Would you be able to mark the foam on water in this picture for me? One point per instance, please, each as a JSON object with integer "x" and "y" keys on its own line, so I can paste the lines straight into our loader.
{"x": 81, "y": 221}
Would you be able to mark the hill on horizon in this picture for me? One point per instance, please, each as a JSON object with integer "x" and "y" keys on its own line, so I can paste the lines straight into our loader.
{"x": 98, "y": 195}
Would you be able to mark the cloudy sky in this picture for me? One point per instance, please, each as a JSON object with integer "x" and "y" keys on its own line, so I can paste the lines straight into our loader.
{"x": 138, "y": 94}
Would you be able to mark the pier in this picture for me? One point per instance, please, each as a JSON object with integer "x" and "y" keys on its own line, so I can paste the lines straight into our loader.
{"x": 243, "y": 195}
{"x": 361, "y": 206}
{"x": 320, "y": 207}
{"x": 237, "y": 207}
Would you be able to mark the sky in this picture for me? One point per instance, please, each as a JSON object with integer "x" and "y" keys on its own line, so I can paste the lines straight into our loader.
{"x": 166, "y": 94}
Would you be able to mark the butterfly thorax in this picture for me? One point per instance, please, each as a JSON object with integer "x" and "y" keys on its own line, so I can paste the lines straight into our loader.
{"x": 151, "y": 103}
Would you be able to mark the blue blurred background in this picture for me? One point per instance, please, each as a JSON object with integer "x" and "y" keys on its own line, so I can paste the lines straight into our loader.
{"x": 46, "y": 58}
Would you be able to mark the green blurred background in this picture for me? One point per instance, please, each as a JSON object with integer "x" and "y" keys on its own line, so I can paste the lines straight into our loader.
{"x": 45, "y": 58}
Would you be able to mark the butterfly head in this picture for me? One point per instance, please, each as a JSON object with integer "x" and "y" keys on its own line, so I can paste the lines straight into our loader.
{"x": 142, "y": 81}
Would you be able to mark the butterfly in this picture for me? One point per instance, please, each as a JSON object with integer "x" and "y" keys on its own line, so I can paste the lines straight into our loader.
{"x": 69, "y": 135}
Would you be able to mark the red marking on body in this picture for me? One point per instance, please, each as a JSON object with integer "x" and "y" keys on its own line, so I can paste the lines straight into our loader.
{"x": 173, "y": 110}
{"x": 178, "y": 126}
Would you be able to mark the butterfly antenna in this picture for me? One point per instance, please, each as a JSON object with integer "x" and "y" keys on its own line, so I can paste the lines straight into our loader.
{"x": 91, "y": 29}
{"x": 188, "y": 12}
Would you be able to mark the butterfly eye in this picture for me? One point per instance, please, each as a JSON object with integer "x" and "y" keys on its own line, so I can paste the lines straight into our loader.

# GIVEN EXERCISE
Reproduce every row above verbatim, one per line in the original order, changing no characters.

# RESULT
Would you be able to mark the foam on water in this picture for me? One point per instance, please, each as a JSON object with integer "x" and "y" keys on its own line, so I can paste the lines straight into our loader.
{"x": 81, "y": 221}
Would you be able to mark the hill on horizon in this picture for me? One point per instance, please, each as a JSON object with integer "x" and "y" keys on its own line, so I can paste the lines straight into our loader.
{"x": 98, "y": 195}
Would you be able to mark the cloudy sky in this picture for me? One point per instance, please, each as a JSON object with integer "x" and "y" keys on its own line, so I can paste the lines straight into our loader.
{"x": 138, "y": 94}
Would you be able to mark the pier in this picture for me? One point per instance, please, each as a JSON object with integer "x" and "y" keys on its own line, so I can paste the lines straight into our loader.
{"x": 243, "y": 195}
{"x": 361, "y": 206}
{"x": 320, "y": 207}
{"x": 237, "y": 207}
Would you be able to mark the sky in this picture for me? One point per instance, please, each as a JSON object with integer "x" and "y" keys on its own line, so I can paste the lines straight into our loader.
{"x": 166, "y": 94}
Would you be able to mark the butterfly thorax in this picture for me? One point per instance, please, each as a JSON object with integer "x" and "y" keys on its own line, so I can paste the lines straight into our loader.
{"x": 151, "y": 103}
Would you be able to mark the blue blurred background in this picture for me? One point per instance, please, each as a JSON object with integer "x" and "y" keys on its own line, so I can paste the lines straight into our loader.
{"x": 46, "y": 58}
Would you be able to mark the green blurred background in this picture for me? One point per instance, please, each as a JSON object with integer "x" and "y" keys on its own line, so I can paste the lines straight into our loader.
{"x": 45, "y": 58}
Would you be able to mark the butterfly head in this picture for me? One point per instance, please, each as a JSON object with integer "x" and "y" keys on its own line, so I can paste the lines straight into our loader.
{"x": 142, "y": 81}
Would you be able to mark the butterfly in this picture for me? One point per instance, please, each as a JSON object with integer "x" and "y" keys on its own line, so I can paste the lines straight into our loader.
{"x": 69, "y": 135}
Would you be able to mark the red marking on body in this picture for me? One point per instance, please, each as a JSON object with integer "x" and "y" keys on its own line, so I can paste the lines straight into our loader.
{"x": 173, "y": 110}
{"x": 178, "y": 126}
Would you be able to mark the butterfly antenna in this picture for me? One point per instance, please, each as a JSON object with integer "x" and "y" keys on its own line, so I can paste the lines straight into our loader.
{"x": 91, "y": 29}
{"x": 188, "y": 12}
Would you be able to mark the butterfly eye in this picture for me? One point per instance, please, each as a JSON object with integer "x" and "y" keys on its own line, so I can paste the lines straight into our loader.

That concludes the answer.